**Input for this task**
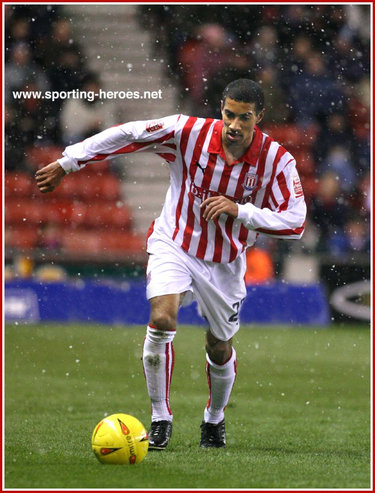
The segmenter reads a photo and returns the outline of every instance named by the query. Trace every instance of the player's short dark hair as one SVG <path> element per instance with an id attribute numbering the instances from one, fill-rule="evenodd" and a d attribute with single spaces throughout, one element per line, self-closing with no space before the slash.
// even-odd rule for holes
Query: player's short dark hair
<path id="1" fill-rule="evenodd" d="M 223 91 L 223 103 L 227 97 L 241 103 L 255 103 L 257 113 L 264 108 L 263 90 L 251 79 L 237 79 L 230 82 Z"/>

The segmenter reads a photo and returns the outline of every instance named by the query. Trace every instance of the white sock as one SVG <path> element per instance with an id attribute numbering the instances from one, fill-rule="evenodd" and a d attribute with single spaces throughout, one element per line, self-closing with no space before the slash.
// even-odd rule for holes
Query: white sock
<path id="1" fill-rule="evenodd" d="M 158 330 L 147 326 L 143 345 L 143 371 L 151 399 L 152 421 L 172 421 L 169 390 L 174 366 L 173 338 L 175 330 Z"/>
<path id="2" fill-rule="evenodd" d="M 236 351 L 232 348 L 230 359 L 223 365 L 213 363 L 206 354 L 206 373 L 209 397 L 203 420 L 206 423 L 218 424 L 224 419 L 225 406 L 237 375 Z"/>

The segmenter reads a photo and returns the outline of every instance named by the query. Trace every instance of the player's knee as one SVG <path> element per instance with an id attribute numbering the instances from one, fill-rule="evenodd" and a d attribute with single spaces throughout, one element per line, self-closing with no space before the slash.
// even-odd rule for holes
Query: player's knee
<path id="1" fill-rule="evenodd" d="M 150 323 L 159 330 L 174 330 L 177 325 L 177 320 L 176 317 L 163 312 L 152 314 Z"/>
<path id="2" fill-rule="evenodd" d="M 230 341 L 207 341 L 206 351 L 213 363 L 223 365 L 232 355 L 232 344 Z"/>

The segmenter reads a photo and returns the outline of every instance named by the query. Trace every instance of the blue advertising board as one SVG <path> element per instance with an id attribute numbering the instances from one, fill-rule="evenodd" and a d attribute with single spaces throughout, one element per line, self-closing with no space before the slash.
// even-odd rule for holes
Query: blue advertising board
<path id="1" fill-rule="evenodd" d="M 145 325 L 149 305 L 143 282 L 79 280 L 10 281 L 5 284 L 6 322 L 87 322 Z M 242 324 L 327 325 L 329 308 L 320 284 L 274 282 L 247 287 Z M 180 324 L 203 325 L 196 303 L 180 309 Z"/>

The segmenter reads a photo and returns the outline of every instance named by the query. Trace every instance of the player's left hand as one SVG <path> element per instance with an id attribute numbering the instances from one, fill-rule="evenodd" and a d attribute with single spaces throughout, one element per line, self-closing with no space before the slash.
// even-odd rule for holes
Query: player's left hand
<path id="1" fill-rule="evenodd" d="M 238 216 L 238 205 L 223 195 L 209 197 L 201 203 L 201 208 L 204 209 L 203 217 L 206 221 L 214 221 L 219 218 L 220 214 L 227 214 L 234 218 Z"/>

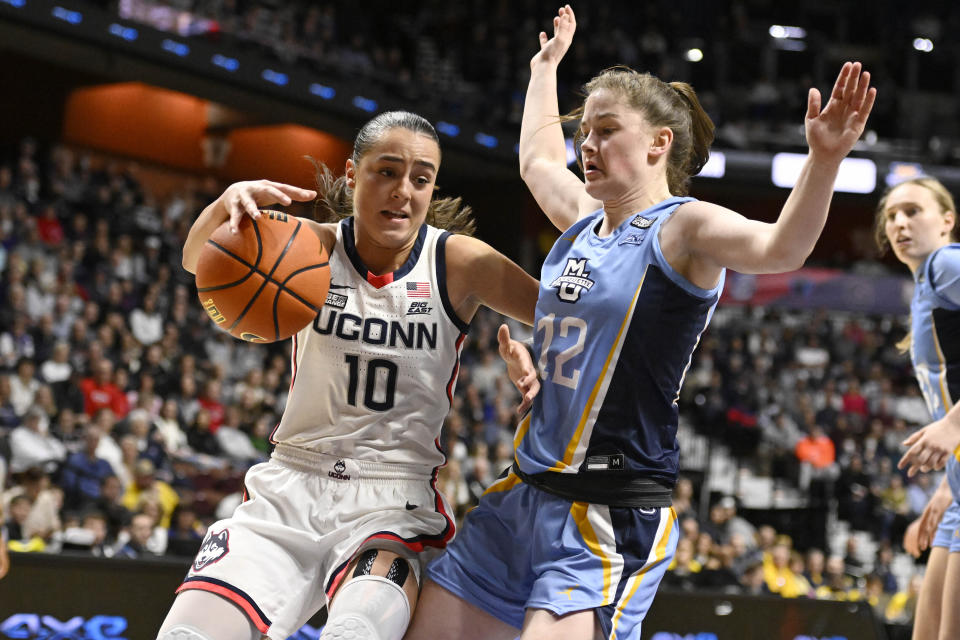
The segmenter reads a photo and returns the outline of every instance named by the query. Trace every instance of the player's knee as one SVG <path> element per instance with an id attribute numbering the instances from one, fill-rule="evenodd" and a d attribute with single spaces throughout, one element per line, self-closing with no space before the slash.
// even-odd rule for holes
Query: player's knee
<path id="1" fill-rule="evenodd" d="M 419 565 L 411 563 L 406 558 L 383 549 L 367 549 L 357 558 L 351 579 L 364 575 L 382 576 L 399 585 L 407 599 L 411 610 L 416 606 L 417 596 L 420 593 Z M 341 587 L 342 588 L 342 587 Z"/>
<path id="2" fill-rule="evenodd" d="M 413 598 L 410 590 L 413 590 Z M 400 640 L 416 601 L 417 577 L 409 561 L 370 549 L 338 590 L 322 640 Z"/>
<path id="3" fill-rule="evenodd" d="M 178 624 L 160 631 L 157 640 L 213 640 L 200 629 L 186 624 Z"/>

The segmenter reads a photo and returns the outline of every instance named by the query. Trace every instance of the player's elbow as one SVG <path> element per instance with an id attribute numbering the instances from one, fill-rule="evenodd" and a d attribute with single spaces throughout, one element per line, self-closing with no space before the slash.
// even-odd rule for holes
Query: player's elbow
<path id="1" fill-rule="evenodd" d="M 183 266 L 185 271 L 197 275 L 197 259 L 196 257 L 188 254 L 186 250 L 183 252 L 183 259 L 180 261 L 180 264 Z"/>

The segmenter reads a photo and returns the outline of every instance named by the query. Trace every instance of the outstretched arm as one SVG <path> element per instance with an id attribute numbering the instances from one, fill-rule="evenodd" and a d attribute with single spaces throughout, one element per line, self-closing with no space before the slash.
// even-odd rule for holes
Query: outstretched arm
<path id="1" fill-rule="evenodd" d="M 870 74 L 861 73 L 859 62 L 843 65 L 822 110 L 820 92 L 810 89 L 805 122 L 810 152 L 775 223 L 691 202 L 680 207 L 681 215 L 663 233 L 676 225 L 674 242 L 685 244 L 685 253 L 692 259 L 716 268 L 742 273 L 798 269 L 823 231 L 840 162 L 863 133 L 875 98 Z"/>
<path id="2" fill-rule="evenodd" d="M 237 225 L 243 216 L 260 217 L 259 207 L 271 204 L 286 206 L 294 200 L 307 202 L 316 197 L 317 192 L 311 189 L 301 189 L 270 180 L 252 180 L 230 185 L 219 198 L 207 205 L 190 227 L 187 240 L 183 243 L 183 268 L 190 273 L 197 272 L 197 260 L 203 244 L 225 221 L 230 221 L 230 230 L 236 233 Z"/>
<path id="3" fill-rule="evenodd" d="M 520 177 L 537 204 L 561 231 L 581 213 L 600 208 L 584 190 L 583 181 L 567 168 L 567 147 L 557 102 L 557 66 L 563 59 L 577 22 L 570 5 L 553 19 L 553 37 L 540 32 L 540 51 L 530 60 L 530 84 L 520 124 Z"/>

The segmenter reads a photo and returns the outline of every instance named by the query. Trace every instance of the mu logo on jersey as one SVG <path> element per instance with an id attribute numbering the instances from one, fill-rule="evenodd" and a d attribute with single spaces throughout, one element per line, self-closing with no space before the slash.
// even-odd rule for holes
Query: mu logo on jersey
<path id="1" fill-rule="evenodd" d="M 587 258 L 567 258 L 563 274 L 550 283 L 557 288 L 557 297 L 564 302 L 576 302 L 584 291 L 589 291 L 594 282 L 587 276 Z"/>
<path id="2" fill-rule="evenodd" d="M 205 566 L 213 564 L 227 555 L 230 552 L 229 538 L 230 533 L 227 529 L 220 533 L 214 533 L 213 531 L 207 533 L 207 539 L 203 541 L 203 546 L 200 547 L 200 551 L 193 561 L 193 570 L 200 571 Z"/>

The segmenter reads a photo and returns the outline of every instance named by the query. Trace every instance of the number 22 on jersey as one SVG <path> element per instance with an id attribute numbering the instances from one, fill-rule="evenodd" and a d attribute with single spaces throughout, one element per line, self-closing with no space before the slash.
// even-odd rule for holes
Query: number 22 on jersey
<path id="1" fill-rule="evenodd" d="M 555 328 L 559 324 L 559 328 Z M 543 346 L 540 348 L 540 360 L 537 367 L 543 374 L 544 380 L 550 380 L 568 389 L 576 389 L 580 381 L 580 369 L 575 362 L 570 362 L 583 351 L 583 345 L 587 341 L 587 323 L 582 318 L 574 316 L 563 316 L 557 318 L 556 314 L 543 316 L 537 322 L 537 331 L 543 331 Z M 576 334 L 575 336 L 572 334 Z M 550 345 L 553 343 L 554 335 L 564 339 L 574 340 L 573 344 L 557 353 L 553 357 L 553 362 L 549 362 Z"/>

--

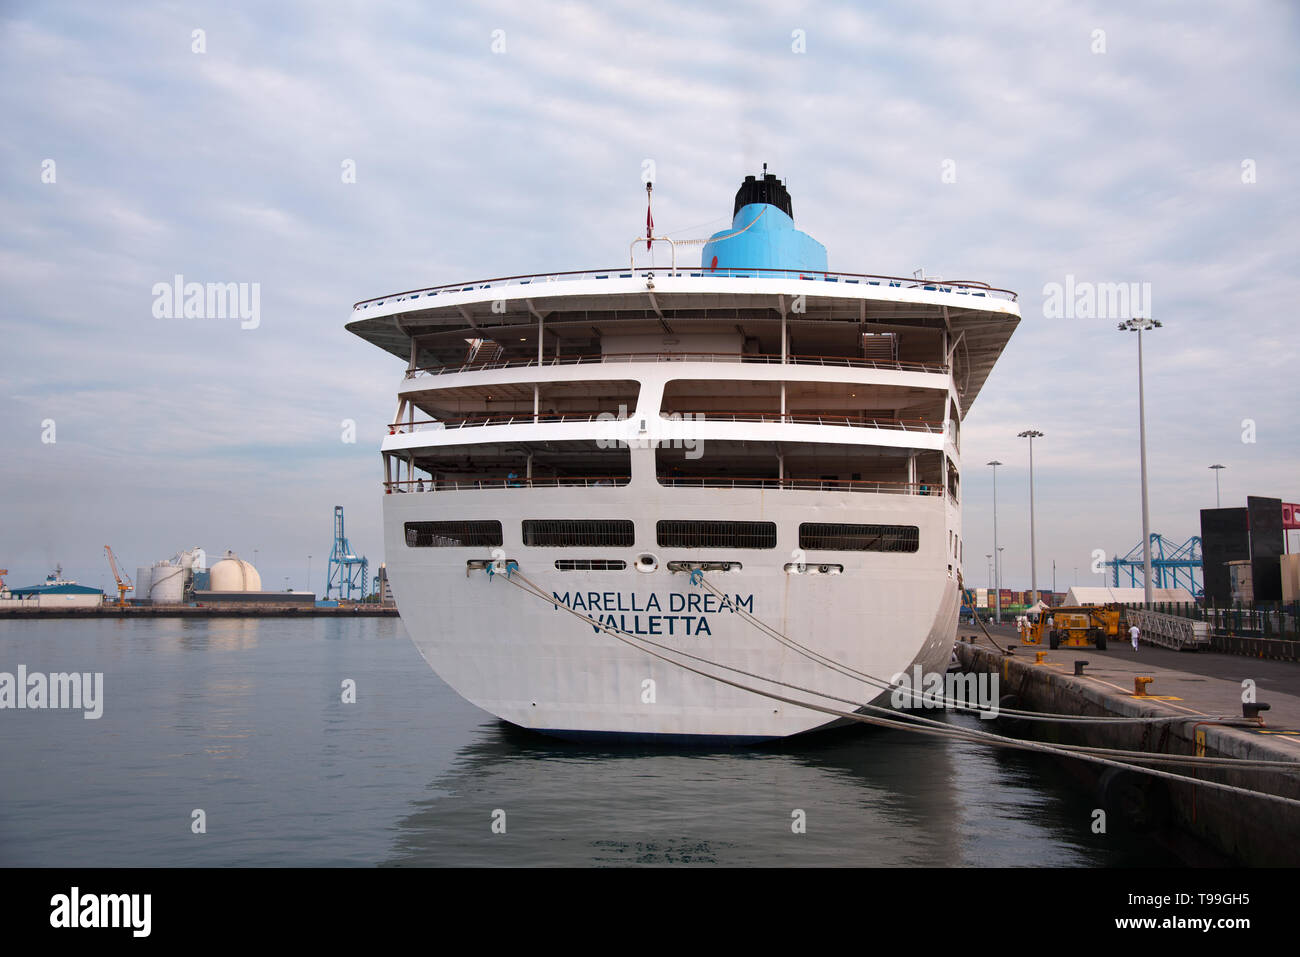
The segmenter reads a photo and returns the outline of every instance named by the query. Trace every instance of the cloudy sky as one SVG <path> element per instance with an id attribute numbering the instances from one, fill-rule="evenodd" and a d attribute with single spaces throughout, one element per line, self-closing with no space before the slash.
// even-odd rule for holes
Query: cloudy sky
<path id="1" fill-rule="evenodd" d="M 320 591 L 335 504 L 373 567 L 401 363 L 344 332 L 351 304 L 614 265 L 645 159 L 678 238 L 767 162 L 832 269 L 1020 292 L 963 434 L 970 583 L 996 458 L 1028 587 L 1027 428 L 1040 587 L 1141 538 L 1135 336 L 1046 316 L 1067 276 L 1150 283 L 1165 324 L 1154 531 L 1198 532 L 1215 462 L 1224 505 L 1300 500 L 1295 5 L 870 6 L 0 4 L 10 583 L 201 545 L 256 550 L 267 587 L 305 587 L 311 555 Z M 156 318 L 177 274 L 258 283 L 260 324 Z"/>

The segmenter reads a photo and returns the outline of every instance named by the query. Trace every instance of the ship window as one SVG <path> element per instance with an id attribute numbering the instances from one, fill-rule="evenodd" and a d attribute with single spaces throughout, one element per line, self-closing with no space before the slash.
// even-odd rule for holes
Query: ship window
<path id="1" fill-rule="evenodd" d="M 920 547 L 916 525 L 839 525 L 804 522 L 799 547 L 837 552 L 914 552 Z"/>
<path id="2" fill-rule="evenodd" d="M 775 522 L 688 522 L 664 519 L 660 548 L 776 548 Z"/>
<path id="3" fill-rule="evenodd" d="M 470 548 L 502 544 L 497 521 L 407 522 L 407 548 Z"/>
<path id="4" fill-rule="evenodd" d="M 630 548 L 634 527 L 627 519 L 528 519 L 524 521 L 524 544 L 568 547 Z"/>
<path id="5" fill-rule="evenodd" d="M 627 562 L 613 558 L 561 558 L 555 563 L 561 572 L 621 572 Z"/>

* * *

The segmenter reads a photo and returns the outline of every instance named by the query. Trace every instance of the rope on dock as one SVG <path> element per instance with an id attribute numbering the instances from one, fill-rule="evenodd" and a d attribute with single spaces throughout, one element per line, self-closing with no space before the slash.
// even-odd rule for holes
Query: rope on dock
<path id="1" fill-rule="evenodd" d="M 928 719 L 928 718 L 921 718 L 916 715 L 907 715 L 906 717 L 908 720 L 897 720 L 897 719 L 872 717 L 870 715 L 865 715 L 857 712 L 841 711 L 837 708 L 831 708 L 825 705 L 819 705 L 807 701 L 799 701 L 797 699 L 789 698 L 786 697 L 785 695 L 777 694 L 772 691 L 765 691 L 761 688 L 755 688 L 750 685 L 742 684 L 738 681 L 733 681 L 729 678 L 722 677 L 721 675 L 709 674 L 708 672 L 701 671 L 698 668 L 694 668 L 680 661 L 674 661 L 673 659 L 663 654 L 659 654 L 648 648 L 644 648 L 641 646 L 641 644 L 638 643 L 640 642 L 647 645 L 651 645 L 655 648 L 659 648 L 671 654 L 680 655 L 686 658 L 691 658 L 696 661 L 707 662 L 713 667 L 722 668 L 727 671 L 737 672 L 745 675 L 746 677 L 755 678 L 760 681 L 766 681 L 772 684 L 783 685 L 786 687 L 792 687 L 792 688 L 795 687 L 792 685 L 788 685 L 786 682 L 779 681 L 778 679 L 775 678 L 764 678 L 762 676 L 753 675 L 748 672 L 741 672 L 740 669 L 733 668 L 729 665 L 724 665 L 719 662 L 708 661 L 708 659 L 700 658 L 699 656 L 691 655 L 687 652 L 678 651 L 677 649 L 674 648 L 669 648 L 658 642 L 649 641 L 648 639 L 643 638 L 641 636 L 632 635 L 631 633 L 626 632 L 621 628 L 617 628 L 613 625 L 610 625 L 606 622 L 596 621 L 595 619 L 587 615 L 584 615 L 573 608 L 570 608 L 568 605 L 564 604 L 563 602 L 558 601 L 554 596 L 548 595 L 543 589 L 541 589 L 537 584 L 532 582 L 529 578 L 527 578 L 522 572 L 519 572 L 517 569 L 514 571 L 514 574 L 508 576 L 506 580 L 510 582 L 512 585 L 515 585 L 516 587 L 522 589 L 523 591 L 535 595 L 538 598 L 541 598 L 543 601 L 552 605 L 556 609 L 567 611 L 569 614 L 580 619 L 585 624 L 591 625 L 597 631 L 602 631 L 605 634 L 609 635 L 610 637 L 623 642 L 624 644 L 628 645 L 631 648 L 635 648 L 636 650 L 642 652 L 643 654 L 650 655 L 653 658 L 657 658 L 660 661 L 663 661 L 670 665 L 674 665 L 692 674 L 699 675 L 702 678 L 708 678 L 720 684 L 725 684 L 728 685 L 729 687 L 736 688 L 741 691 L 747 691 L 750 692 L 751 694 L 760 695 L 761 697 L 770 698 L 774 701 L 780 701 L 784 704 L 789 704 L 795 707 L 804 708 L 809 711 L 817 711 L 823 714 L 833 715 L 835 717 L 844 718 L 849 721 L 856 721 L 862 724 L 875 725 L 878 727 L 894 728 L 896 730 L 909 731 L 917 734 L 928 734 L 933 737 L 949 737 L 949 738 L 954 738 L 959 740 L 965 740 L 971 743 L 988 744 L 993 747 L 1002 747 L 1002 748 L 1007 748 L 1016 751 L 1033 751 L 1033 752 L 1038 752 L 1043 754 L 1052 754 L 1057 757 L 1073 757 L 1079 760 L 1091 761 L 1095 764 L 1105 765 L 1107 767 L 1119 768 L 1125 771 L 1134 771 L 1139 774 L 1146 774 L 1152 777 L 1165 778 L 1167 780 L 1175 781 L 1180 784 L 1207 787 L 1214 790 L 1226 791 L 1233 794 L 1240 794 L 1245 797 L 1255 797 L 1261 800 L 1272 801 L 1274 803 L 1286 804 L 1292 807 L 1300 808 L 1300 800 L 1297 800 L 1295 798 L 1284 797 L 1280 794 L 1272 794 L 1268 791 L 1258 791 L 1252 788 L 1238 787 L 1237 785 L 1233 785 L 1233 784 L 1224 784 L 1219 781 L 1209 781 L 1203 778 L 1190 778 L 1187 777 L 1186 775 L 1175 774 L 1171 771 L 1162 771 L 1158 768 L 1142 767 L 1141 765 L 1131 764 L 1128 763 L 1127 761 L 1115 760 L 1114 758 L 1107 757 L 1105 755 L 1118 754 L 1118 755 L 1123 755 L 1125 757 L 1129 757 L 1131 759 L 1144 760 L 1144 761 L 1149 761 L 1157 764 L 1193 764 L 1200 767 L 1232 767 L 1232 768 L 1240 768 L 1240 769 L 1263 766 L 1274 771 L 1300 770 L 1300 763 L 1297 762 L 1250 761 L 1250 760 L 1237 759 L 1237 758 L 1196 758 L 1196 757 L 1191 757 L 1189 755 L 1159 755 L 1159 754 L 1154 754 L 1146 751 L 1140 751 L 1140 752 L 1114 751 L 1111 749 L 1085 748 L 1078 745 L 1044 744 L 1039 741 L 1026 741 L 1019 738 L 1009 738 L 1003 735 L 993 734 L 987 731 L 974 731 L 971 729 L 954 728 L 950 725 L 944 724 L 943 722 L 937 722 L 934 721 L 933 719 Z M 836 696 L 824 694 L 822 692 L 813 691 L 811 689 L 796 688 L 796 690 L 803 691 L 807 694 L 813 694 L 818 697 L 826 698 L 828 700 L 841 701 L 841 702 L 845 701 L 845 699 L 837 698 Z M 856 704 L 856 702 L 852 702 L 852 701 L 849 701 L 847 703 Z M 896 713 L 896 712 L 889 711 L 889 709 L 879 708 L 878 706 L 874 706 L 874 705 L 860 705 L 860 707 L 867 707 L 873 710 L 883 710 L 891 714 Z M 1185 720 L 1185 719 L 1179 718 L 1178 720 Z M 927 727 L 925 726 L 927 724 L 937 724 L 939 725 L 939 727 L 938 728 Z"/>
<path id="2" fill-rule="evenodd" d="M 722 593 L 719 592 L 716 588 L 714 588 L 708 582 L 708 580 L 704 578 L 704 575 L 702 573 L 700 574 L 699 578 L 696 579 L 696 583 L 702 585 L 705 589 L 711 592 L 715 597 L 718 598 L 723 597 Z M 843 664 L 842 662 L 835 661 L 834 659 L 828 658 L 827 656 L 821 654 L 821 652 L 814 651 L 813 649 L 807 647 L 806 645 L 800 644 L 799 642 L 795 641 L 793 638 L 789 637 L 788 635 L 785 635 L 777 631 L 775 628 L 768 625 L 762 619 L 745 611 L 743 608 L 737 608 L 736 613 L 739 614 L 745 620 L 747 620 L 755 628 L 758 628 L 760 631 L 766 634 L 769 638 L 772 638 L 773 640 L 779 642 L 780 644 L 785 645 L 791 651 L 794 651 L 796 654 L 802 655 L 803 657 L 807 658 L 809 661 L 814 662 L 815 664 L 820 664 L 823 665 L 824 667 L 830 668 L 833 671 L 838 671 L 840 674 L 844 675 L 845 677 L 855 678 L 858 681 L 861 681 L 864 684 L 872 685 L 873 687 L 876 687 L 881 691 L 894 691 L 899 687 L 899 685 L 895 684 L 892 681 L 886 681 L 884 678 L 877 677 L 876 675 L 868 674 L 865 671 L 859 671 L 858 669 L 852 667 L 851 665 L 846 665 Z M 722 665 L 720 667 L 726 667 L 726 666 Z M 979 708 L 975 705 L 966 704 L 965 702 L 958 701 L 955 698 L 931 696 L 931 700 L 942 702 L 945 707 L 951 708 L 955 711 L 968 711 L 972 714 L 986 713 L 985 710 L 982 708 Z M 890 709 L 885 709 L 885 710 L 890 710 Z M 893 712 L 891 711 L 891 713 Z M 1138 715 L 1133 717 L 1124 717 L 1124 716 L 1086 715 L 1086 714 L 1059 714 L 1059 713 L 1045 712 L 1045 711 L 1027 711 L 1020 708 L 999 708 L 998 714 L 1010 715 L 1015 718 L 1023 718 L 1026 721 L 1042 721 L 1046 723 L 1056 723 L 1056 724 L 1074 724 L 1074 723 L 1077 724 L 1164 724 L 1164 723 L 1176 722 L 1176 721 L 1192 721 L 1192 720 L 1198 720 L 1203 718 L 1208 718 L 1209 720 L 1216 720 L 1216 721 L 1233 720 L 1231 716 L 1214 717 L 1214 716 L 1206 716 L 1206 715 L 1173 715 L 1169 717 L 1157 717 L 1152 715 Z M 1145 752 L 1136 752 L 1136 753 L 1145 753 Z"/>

**Work to complete**
All lines above from the one holding "the player's short" to the one holding "of the white", inclusive, are to be copied exactly; no other line is wanted.

**Exercise output**
The segmenter reads a photo and returns the outline of every instance named by the query. Trace every instance of the player's short dark hair as one SVG <path> element per instance with an id attribute numbering the instances from one, fill-rule="evenodd" and a d attribute with single spaces throughout, one element per line, self-closing with no space before the slash.
// even-odd rule for holes
Query: player's short dark hair
<path id="1" fill-rule="evenodd" d="M 223 91 L 223 103 L 227 97 L 241 103 L 255 103 L 257 113 L 264 108 L 263 90 L 251 79 L 237 79 L 230 82 Z"/>

The segmenter reads a photo and returns the outline of every instance named by the query. Trace every instance of the white sock as one SVG <path> element per instance with an id attribute numbering the instances from one, fill-rule="evenodd" and a d attribute with single spaces throughout, one element per line, self-closing with no space before the slash.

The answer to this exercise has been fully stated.